Problem to solve – Write the next few sentences of the television review about the dramatization of Stolen: The Baby Kahu Story, picking up after its final sentence.

Excerpted passage –

The comely actress who made the Aged Parent a happy man when she danced the light and sexy fantastic on Dancing with the Stars has graced our screens on Sunday nights playing a rather too-young mother in Maori TV's Kaitangata Twitch.

On Wednesday night on TV3 she took on the role of Donna Hall in the real-life dramatisation of Stolen: The Baby Kahu Story, in which she donned the signature huge, siren-red glasses the high- profile Maori lawyer favoured at the time her daughter Kahu was kidnapped.

Having a prop of that magnitude is both a curse and a blessing and, indeed, if one had been watching the drama with the sound off and was not au fait with Hall's distinctive facial furniture you could have been forgiven for thinking you were watching a comedy sketch.

When Hall went out for a stroll with baby Kahu and was set upon by a balaclava-wearing, gun-toting kidnapper, one half expected the notoriously feisty lawyer to remove her glasses and beat him off with her headlamps.

Supplied material –

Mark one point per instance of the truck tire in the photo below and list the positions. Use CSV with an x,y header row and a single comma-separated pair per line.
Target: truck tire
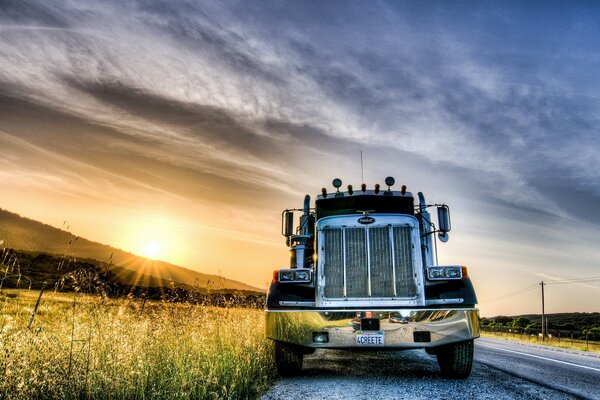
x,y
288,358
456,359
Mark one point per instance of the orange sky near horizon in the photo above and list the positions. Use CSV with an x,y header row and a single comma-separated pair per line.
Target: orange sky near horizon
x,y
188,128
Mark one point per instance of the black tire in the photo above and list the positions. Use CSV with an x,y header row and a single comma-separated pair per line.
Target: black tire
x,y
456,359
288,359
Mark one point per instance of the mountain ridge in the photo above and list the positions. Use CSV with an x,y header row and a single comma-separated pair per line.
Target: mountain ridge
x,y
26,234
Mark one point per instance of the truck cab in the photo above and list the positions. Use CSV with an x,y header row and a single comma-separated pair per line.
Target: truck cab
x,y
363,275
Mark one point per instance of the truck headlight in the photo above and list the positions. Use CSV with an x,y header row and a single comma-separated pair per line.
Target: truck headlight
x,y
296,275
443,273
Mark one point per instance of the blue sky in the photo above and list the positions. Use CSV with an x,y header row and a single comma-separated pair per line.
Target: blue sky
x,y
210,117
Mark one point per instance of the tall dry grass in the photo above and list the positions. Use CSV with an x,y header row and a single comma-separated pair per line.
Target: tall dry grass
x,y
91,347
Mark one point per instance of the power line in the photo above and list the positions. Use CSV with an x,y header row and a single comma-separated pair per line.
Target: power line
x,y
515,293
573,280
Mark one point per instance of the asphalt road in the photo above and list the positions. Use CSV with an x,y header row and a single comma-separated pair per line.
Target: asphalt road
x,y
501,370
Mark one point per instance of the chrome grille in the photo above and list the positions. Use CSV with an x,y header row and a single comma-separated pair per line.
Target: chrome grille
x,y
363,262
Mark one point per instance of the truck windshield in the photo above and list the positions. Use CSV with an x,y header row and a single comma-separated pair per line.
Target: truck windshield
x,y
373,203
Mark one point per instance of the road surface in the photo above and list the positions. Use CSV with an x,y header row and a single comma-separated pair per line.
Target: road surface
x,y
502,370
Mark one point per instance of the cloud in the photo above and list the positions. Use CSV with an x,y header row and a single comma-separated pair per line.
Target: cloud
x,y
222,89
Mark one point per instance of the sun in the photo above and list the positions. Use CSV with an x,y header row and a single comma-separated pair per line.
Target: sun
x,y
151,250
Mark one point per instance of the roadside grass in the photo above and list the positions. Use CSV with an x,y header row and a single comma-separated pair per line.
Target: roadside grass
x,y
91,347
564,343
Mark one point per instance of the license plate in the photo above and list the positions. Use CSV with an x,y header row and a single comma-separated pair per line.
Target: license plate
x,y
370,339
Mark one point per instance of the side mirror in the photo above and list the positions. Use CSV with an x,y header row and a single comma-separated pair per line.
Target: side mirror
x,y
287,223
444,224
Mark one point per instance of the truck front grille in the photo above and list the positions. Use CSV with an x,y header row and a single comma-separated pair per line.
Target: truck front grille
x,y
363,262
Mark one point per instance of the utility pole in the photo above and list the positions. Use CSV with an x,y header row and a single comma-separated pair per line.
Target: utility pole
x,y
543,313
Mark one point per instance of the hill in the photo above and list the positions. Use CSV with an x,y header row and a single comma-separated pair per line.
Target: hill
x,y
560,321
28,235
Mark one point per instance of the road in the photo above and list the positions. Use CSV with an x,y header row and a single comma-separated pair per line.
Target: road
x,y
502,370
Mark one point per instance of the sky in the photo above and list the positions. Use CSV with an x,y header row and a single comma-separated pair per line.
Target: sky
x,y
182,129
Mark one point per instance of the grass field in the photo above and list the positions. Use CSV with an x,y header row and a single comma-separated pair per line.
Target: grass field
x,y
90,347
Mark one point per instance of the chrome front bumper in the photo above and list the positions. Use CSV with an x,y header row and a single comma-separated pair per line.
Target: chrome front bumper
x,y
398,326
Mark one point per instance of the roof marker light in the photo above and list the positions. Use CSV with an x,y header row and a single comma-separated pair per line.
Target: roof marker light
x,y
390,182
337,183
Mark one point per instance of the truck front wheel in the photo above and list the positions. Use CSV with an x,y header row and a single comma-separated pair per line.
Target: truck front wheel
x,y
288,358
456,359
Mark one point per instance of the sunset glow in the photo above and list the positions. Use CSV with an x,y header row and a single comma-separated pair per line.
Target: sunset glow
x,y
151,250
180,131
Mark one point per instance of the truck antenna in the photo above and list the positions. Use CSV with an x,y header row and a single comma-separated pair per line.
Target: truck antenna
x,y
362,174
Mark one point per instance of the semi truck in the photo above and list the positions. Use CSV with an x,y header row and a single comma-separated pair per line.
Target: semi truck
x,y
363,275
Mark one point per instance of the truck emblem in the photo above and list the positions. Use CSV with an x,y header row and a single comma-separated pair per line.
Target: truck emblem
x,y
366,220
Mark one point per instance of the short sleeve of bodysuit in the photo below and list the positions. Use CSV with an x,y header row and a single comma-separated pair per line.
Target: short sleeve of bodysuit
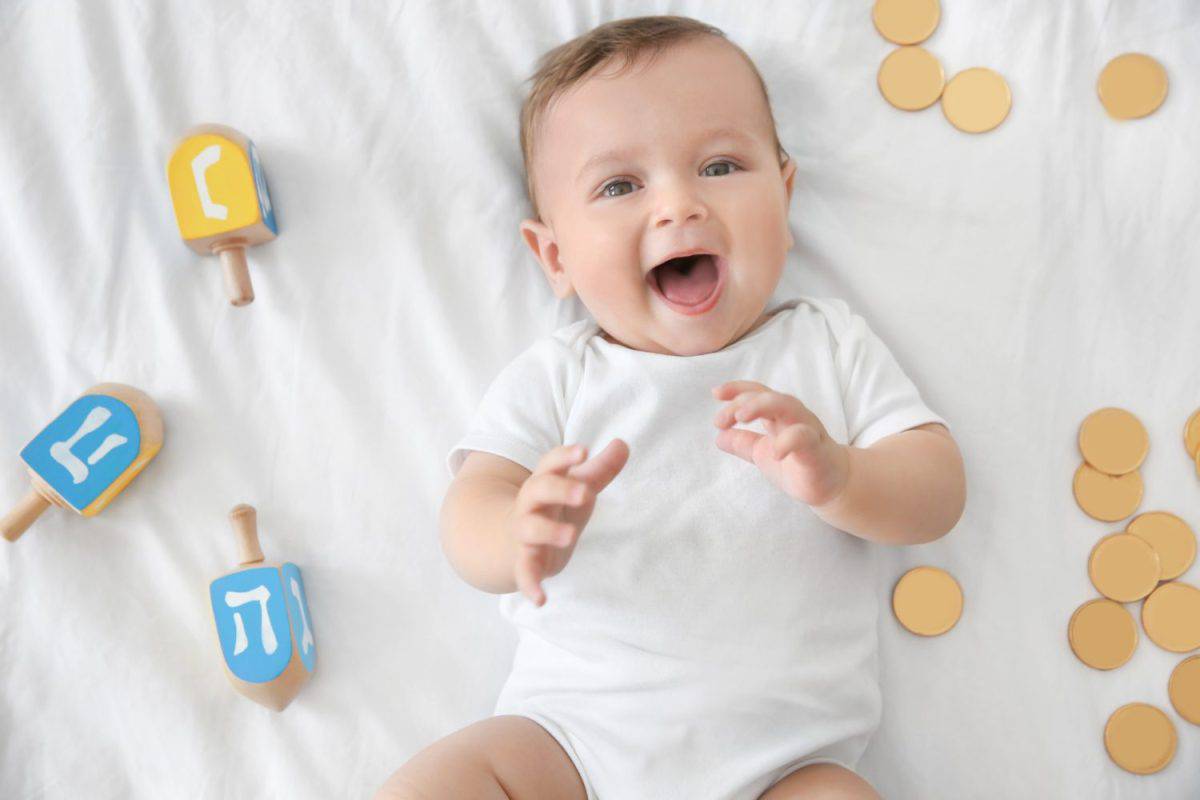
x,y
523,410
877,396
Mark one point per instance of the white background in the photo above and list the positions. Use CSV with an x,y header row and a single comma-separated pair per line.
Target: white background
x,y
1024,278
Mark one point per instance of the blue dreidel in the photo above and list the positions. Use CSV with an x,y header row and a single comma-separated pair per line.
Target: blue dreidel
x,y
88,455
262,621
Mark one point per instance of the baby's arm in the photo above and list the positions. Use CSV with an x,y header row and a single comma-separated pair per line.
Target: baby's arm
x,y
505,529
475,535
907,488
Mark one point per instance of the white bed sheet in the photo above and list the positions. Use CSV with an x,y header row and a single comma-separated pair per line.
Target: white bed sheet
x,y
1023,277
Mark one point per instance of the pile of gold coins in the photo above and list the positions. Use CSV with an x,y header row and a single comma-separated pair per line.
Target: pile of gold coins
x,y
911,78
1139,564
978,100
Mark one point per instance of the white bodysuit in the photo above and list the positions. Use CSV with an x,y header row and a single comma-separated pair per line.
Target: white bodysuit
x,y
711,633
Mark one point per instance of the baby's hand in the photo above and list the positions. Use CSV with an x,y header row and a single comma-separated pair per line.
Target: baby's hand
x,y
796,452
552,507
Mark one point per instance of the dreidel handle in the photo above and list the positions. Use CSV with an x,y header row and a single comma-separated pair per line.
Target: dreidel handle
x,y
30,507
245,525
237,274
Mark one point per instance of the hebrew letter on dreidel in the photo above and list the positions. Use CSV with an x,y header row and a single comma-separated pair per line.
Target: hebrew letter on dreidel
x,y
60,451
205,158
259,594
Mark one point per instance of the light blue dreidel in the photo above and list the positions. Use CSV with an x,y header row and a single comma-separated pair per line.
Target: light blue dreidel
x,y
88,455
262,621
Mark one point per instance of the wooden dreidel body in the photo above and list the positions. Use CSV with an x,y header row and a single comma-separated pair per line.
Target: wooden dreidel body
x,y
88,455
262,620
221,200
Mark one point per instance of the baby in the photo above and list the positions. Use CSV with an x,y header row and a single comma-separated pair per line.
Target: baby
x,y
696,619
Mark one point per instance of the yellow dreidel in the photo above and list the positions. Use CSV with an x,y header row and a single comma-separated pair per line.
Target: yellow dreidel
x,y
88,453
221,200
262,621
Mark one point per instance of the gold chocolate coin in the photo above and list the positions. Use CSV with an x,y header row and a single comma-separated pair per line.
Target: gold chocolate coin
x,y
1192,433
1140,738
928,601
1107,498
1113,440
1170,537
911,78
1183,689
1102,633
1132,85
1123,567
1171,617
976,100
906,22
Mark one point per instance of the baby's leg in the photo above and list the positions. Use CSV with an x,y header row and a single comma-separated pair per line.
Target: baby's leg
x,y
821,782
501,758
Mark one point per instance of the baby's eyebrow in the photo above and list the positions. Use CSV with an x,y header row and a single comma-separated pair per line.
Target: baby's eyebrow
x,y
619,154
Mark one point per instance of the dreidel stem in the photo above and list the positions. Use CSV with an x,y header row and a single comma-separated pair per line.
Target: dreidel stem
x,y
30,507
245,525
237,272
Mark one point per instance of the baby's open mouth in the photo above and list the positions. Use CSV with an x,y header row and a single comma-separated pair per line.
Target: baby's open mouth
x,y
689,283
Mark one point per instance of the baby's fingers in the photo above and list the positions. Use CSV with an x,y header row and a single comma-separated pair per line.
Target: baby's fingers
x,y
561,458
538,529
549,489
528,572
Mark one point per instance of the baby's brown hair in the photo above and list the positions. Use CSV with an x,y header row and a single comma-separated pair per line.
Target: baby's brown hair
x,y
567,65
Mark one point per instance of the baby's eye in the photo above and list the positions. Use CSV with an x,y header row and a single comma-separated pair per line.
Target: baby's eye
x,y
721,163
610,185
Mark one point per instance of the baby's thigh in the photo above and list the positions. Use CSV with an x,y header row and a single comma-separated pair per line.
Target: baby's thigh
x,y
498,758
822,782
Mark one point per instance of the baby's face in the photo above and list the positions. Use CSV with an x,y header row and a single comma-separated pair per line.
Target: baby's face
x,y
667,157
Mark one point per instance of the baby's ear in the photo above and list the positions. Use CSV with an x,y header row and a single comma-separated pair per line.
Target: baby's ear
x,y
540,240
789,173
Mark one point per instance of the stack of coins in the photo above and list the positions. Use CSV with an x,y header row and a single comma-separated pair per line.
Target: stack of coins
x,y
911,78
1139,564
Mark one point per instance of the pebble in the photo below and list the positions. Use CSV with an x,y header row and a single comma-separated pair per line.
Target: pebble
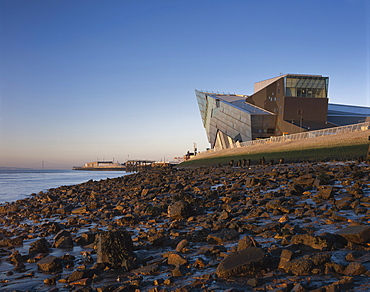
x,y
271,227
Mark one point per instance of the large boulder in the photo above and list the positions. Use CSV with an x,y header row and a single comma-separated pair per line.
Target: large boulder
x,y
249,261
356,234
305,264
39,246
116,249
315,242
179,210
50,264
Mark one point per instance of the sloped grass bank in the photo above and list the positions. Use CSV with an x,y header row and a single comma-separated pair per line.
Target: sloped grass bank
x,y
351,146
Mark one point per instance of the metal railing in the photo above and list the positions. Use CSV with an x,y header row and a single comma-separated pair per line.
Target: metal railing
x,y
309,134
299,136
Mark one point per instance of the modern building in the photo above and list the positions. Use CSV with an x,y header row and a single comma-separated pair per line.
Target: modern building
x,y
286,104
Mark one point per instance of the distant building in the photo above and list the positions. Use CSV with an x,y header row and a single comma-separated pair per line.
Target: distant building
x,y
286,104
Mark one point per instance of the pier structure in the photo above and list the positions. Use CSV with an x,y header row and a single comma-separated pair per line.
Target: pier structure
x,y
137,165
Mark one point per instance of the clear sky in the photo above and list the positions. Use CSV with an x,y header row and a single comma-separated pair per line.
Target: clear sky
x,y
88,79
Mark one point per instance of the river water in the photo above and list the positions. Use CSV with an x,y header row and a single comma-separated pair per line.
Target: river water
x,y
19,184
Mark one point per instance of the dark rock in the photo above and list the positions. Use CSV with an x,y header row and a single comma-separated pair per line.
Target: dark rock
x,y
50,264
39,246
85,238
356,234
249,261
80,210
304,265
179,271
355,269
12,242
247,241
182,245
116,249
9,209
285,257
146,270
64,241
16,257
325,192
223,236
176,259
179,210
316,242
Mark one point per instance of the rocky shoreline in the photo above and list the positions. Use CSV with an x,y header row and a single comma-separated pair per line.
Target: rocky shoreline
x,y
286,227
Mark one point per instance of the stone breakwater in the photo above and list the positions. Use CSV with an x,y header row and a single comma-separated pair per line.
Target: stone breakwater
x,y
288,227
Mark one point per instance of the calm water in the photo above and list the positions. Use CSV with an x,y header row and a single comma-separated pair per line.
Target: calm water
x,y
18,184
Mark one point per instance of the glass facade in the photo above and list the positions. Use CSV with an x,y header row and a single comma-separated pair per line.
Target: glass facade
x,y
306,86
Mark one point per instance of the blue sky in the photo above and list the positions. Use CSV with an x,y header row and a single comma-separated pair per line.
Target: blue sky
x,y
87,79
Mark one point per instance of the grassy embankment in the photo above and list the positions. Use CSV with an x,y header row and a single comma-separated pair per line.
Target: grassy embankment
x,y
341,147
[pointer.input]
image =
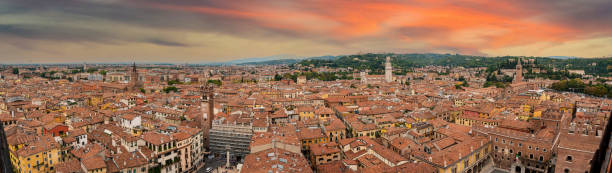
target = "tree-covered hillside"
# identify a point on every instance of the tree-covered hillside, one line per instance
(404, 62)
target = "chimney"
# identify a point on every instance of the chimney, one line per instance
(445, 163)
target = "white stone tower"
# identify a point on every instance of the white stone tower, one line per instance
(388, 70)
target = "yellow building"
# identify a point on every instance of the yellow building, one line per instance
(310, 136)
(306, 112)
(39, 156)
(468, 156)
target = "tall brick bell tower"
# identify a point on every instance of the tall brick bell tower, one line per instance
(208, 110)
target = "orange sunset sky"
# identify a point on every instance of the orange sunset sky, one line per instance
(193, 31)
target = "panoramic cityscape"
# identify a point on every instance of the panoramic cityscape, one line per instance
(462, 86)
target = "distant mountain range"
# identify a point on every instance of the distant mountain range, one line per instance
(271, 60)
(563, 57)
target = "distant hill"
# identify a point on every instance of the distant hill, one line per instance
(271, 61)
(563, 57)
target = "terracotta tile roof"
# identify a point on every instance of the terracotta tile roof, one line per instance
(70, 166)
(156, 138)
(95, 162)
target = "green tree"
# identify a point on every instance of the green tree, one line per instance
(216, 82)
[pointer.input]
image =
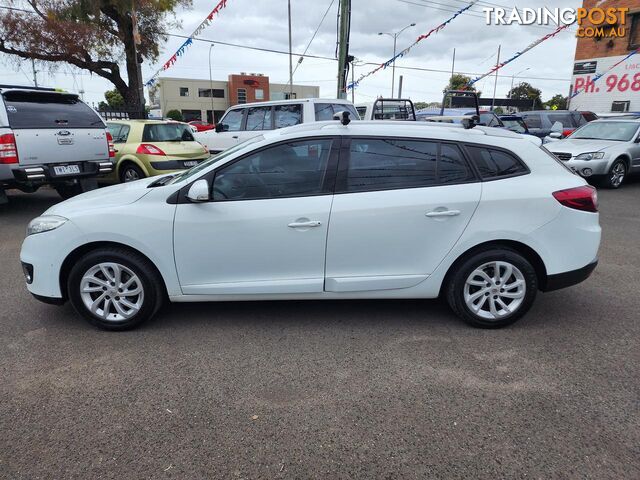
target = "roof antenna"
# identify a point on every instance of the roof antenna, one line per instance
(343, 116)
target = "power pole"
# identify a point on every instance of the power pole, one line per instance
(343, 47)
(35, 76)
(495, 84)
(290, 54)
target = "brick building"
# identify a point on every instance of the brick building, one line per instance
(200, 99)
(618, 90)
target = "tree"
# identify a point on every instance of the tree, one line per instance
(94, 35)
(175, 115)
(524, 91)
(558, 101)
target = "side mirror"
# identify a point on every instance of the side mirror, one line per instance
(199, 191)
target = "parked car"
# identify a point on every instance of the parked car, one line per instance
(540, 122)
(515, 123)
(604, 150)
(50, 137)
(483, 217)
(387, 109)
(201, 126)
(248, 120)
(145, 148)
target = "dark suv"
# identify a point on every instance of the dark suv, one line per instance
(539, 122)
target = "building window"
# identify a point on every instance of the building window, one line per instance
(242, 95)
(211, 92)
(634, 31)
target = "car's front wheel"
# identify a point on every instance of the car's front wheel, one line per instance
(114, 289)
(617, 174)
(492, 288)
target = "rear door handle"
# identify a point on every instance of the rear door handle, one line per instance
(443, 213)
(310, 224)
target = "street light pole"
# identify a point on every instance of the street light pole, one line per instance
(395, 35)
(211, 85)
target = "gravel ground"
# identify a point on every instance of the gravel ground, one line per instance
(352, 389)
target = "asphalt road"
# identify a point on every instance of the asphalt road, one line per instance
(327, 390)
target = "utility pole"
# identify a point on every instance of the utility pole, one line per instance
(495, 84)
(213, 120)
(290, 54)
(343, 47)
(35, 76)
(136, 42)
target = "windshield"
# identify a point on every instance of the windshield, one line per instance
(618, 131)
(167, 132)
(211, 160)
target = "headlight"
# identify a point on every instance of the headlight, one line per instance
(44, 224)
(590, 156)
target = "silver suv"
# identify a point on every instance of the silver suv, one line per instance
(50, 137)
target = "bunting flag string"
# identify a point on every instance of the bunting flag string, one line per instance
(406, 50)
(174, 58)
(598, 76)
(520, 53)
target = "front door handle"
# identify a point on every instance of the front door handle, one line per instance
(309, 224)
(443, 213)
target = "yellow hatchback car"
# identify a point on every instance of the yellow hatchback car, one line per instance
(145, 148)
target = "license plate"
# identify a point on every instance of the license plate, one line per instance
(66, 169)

Answer to this exercise –
Indeed, in the wash-up after the arrest, Terence Traynor, the kidnapper, confessed that he had initially set his sights on Hall but decided against it as she was bigger than him, and too spirited to boot.

Hall's husband, Sir Eddie Durie, was played by the ubiquitous George Henare, but his role was not given the weight of Smith's, who the camera turned to again and again to register any change in the stoic tilt of her turned-down mouth.

The eyes have it in moments like these, but unfortunately the windows to the soul were hidden behind spectacles so enormous they made Deirdre Gig Lamps Barlow's seem like pince nez.

When Hall informed detective Inspector Stu Wildon, in charge of the case, that she wasn't the birth mother of the baby, that Kahu had been whangaied out to her by her kid sister, the plot thickened.

Or rather the necessary extra layer to make the drama compelling enough to warrant dramatisation was added.

The real parents of Baby Kahu turned up at the Hall-Durie residence only to be told that there was no room in their bourgeois inn because the police had moved in.

The poor cousins, as it were, had to go down the road to a motel and their fraught concerns had to take a back seat to those of the famous couple the media had fixed their gaze upon.

The real father of Baby Kahu summed up the action down at the Hall-Durie HQ as an "out of control party with gatecrashers" as he furiously packed his bags and spirited his family home, far from the madding crowd.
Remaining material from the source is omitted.